## Your goal
According to the passage about Federer's season, who knocked him out in the Roland Garros quarterfinals?

His clay season was disastrous by his standards. He only made the final in Madrid, losing a tight two-setter to Nadal. At Roland Garros, the defending champion and four-consecutive-time finalist was ousted in the quarters by the same man, who created one of the greatest upsets in tennis history by taking Nadal out the year before. Robin Söderling that was.
Federer suffered from wet, heavy and slow conditions on the court which made his balls sitting ducks for the big-swinging and hard-hitting Söderling, who's heavier and more powerful strokes and serve had enough puff to penetrate the slow court. Conditions notwithstanding, the great man had lost for the first time before the final in a slam for the first time in more than two years.
The result? He lost his No. 1 position to Nadal, one week shy of Pete Sampras' record 286 weeks at the top spot.
Had he won but one more match during the clay season or US hard court swing, he would have held on to it long enough to surpass the great Pistol Pete. Instead, he could see the ranking slip to his rival, who's since then had a firm grip on it.
Wimbledon came along and it was time for revenge and resurrection. But no, again the king fell in the quarters, this time complaining about back pain hindering his movement—an excuse he was widely attacked for though some observers noticed it before and during the match.
Now, the Maestro had fallen not only once, but twice in a row before the final—a feat not seen since Aus-French in 2005, where he fell in the semis in both.
Federer realized he needed to change and hired Paul Annacone, Pistol Pete's former coach.
The change was quick and evident and Federer enjoyed the best post-Wimbledon season of any.

## Location identification items

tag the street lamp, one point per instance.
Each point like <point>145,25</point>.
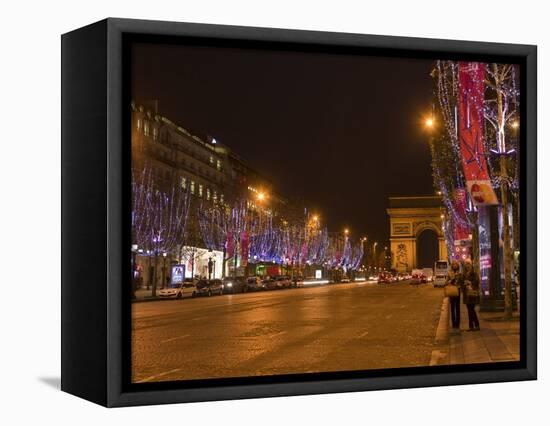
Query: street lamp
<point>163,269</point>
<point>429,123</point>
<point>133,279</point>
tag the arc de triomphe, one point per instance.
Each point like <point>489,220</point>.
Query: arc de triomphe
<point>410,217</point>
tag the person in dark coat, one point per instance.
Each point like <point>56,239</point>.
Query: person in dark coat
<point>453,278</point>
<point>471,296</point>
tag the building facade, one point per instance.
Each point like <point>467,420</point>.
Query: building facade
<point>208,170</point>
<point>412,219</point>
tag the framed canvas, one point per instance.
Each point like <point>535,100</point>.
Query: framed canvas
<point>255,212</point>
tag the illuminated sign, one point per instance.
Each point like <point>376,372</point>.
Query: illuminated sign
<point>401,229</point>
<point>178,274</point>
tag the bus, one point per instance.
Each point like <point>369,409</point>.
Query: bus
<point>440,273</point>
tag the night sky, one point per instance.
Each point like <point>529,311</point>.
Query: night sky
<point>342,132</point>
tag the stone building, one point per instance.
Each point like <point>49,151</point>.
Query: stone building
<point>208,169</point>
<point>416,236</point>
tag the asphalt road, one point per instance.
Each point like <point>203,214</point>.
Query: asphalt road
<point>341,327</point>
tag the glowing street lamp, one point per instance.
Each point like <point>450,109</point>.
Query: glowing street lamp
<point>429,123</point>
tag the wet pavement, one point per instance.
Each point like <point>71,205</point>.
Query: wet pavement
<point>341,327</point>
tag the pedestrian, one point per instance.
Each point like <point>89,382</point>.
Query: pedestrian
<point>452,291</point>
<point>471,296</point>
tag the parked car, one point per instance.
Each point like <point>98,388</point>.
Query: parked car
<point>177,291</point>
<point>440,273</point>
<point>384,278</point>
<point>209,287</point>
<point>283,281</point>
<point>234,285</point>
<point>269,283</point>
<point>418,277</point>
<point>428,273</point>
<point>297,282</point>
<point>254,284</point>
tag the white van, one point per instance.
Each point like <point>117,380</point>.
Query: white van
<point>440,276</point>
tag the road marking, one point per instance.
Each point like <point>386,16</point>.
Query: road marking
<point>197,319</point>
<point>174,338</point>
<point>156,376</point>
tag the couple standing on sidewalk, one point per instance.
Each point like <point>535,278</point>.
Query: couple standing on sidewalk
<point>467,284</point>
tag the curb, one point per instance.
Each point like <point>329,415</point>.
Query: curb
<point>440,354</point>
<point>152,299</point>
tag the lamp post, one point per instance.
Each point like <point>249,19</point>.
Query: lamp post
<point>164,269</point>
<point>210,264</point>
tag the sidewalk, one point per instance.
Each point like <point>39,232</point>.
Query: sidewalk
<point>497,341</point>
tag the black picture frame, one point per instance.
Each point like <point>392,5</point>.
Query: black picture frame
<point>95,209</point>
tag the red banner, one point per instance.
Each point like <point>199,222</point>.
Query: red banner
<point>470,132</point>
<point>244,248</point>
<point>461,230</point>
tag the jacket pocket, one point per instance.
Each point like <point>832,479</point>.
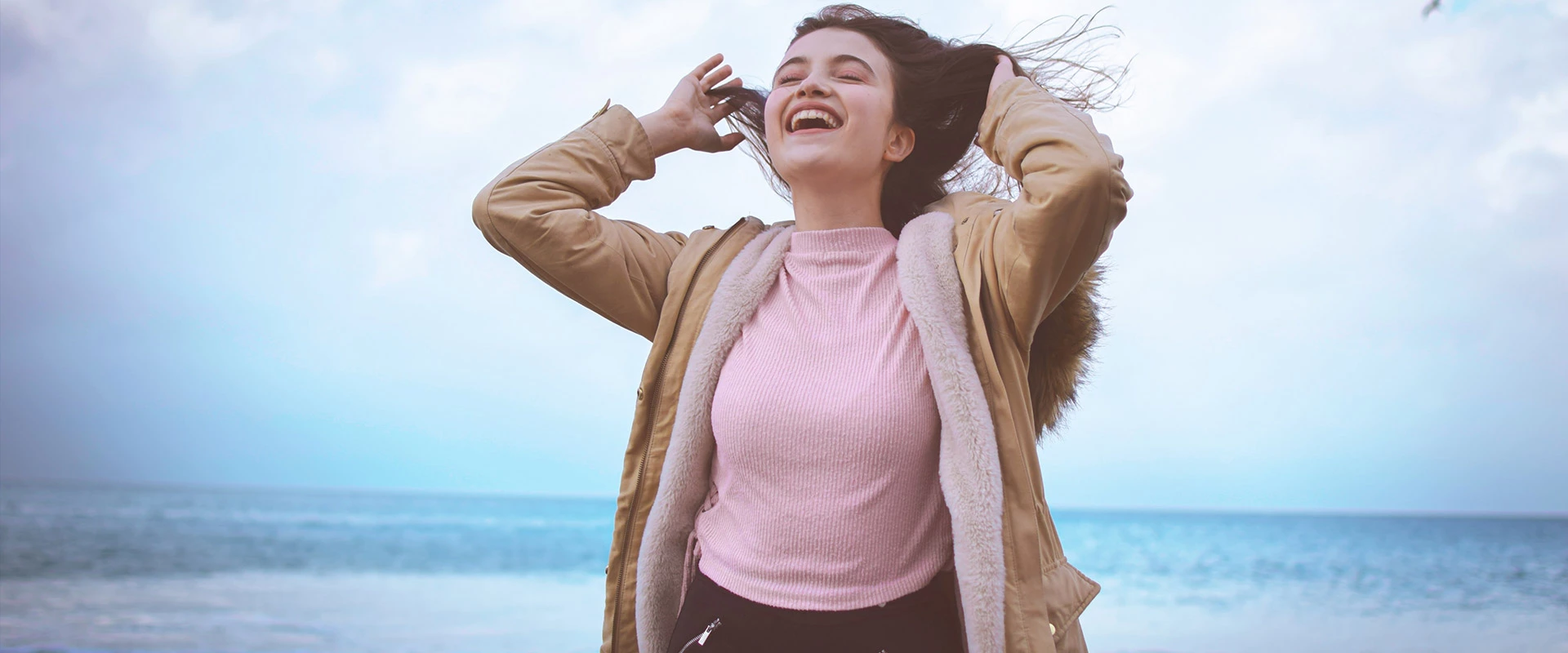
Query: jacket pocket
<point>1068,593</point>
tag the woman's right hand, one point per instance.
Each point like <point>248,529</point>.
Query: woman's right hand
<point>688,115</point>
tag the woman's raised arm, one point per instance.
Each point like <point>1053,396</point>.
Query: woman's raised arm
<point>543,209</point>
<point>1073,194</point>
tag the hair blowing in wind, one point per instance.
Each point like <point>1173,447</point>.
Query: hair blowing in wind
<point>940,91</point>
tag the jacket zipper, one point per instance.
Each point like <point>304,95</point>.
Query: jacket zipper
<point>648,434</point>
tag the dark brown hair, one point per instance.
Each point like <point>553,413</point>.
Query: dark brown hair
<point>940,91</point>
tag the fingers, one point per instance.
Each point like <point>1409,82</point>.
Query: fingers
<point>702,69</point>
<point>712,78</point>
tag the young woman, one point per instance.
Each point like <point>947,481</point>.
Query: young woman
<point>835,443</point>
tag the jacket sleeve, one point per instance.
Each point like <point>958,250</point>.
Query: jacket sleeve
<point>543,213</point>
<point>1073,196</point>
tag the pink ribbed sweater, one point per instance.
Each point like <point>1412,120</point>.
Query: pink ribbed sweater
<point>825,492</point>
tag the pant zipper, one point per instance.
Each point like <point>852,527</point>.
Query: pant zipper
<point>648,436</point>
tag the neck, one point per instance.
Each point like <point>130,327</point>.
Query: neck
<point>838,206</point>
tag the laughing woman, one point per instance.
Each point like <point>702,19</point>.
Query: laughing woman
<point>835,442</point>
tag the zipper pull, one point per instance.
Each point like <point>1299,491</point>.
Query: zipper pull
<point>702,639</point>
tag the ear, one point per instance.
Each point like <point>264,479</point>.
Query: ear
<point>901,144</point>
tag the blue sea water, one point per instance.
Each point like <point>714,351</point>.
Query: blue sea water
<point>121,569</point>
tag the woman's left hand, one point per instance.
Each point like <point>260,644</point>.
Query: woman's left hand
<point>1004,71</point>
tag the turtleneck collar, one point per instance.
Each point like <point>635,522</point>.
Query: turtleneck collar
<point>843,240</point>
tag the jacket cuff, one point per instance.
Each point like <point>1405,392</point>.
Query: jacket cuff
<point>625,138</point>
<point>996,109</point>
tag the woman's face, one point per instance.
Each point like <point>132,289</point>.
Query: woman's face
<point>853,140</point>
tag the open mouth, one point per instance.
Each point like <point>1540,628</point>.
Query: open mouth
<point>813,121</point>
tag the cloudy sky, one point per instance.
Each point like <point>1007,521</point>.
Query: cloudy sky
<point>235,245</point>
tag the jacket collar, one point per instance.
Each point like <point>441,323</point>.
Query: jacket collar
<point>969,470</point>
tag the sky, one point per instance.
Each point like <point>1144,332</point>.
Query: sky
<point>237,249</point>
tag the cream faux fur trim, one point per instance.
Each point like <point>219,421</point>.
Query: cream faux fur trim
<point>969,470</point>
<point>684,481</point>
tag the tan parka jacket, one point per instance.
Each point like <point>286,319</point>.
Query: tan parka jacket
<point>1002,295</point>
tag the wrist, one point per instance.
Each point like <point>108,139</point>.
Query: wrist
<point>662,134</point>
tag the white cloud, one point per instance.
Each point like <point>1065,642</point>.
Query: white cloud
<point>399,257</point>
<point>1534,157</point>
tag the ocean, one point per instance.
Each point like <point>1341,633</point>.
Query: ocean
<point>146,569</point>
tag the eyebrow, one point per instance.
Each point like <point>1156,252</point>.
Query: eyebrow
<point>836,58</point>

--

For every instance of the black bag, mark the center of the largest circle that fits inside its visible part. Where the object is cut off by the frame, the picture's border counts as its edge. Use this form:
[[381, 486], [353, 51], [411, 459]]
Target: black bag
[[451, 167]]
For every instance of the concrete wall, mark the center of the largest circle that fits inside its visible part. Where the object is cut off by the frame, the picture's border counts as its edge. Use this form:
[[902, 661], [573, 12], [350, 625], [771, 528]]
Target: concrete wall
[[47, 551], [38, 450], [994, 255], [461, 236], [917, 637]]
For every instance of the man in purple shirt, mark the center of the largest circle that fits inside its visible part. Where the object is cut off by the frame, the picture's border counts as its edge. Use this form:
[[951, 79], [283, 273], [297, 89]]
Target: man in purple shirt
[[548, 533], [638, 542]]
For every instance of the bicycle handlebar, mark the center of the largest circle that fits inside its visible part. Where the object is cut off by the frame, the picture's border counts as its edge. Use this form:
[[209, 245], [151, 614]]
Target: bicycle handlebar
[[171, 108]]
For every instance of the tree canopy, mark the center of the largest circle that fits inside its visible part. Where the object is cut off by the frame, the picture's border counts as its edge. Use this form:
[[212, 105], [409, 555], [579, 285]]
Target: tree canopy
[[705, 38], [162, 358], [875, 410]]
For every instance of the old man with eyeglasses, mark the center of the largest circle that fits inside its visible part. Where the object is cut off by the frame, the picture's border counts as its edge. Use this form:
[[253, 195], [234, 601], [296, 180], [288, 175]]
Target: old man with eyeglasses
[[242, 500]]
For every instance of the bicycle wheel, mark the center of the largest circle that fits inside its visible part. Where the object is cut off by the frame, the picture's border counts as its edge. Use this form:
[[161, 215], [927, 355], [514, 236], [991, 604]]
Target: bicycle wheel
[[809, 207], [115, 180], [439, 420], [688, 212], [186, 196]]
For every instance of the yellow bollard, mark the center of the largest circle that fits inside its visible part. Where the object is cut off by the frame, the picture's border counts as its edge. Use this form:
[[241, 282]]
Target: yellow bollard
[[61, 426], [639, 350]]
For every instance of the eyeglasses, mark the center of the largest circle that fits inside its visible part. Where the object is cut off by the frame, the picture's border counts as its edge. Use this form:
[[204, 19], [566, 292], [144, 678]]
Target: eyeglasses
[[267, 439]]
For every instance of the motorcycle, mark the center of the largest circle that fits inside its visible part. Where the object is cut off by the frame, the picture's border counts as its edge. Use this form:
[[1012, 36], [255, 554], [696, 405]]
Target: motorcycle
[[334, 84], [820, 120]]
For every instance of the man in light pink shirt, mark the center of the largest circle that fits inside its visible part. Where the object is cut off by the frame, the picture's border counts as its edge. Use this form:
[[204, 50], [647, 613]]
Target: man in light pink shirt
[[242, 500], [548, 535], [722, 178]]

## The response
Robin Söderling